── Extracted text ──

In the dark with gators and crocs

If you went to sleep and dreamt that environmentalists were being hounded and chased by the FBI because they advocated the conversion of lands owned by Big Sugar to Everglades restoration, you might call that a nightmare.

But you might not.

Just a few weeks ago, an environmentalist concerned with Mississippi River restoration, Jim Bensman, was reported to the FBI by someone at the U.S. Army Corps of Engineers, for suggesting “blowing up” barriers on the river in spite of the fact that the agency’s own public Power Point presentations on alternatives for the Mississippi included a slide of a dam being blown up.

In point of fact, there is not a whit of difference between restoring natural river flows in the Mississippi or the Everglades, and, in both cases, there may not be much more difference in the power and influence of interests fiercely defending their private profits.

As far as I know, no one at the U.S. Army Corps of Engineers, the principal federal partner in Florida’s Everglades restoration plan, is calling the FBI on Florida environmentalists, but the abuse of power in Florida is a real threat and one to which environmentalists are especially sensitive.

Consider how Big Sugar’s political influence is now playing out again, through a “527” political group that is trying to “swiftboat” the campaign of Congressman Jim Davis to be the Democratic candidate for governor.

Sugar supports his opponent, state Sen. Rod Smith, who, as a legislator, voted for the erosion of protections for the Everglades.

In 2004, Big Sugar put more lobbyists than legislators in the Florida Senate to ensure that state law governing its pollution was weakened.

And how was it weakened?

By smudging the location, measurement and reporting of data related to its phosphorous pollution.

Special interests may count on the public being on the same side as alligators and crocodiles — that is to say, in the dark. But in Florida, nothing so overt as chasing down environmentalists by law enforcement, goaded by government agencies, needs to happen for alarm bells to ring.

There is devil enough in details, how exactly political pressure shivers straight through state agencies charged with protecting the public health and environment.

───

-- Tasks to carry out --
[a] Name every person the piece on Big Sugar and the Everglades mentions by name.
[b] From the piece on Big Sugar and the Everglades, return the part that begins at the words "Consider how Big" and stops after "pollution was weakened.", copied word for word.
The lines after this point are separate material and have nothing to do with the piece on Big Sugar and the Everglades.

── Information provided ──

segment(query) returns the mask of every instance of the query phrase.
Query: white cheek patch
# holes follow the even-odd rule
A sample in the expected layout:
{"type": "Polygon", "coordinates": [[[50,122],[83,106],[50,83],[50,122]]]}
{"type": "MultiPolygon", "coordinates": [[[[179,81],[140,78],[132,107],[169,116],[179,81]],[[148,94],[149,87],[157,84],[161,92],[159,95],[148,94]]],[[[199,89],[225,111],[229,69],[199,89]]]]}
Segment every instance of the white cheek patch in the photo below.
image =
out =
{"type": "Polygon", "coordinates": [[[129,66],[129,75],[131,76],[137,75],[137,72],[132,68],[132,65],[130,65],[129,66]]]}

───

-- Written answers --
[a] Jim Bensman, Jim Davis, Rod Smith

[b]
Consider how Big Sugar’s political influence is now playing out again, through a “527” political group that is trying to “swiftboat” the campaign of Congressman Jim Davis to be the Democratic candidate for governor.

Sugar supports his opponent, state Sen. Rod Smith, who, as a legislator, voted for the erosion of protections for the Everglades.

In 2004, Big Sugar put more lobbyists than legislators in the Florida Senate to ensure that state law governing its pollution was weakened.